### Brief
Please return each entry in the listing exactly.

### Record excerpts
[Start of section]

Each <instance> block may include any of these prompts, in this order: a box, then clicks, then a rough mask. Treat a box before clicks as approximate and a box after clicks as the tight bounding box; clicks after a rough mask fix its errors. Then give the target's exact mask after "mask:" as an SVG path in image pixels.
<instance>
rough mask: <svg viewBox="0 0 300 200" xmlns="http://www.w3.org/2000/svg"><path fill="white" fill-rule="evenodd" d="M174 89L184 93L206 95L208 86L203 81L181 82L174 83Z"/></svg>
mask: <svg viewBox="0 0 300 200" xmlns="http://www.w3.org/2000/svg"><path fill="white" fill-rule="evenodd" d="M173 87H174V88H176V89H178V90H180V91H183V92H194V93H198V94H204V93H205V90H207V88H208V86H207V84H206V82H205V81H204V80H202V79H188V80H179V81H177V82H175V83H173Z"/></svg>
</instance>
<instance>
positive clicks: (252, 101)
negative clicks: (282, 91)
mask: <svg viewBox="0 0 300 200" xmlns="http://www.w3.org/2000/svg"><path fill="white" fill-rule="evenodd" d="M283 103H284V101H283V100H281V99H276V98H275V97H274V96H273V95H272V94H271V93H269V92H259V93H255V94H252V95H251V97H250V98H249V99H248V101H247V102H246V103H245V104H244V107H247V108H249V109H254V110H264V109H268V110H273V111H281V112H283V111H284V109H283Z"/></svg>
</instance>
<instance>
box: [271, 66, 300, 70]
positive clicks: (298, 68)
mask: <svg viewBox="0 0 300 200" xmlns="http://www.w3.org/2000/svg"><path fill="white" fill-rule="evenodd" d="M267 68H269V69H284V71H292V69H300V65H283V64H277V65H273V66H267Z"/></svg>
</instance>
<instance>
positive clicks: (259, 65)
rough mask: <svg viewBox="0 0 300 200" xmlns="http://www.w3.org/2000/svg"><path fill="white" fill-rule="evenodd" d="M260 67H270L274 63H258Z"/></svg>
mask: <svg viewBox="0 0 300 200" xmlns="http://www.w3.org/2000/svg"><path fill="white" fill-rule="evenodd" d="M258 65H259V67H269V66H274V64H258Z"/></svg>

[End of section]

### Answer space
Each <instance> block may include any of these prompts, in this order: a box, then clicks, then a rough mask. Treat a box before clicks as approximate and a box after clicks as the tight bounding box; clicks after a rough mask fix its errors. Then give the target's exact mask after "mask:" as an SVG path in image pixels.
<instance>
rough mask: <svg viewBox="0 0 300 200" xmlns="http://www.w3.org/2000/svg"><path fill="white" fill-rule="evenodd" d="M174 89L184 93L206 95L208 86L203 81L181 82L174 83Z"/></svg>
mask: <svg viewBox="0 0 300 200" xmlns="http://www.w3.org/2000/svg"><path fill="white" fill-rule="evenodd" d="M173 87H174V88H176V89H178V90H180V91H183V92H194V93H198V94H204V93H205V90H207V88H208V86H207V84H206V82H205V81H204V80H202V79H188V80H179V81H177V82H175V83H173Z"/></svg>
</instance>
<instance>
positive clicks: (252, 101)
negative clicks: (282, 91)
mask: <svg viewBox="0 0 300 200" xmlns="http://www.w3.org/2000/svg"><path fill="white" fill-rule="evenodd" d="M283 103H284V101H283V100H281V99H276V98H275V97H274V96H273V95H272V94H271V93H269V92H259V93H255V94H252V95H251V97H250V98H249V99H248V101H247V102H246V103H245V104H244V107H247V108H249V109H254V110H264V109H268V110H273V111H281V112H283V111H284V109H283Z"/></svg>
</instance>
<instance>
box: [271, 66, 300, 70]
positive clicks: (298, 68)
mask: <svg viewBox="0 0 300 200" xmlns="http://www.w3.org/2000/svg"><path fill="white" fill-rule="evenodd" d="M267 68H269V69H284V71H292V69H300V65H283V64H277V65H273V66H267Z"/></svg>
</instance>
<instance>
positive clicks: (259, 65)
rough mask: <svg viewBox="0 0 300 200" xmlns="http://www.w3.org/2000/svg"><path fill="white" fill-rule="evenodd" d="M260 67H270L274 63H258Z"/></svg>
mask: <svg viewBox="0 0 300 200" xmlns="http://www.w3.org/2000/svg"><path fill="white" fill-rule="evenodd" d="M258 65H259V67H269V66H274V64H258Z"/></svg>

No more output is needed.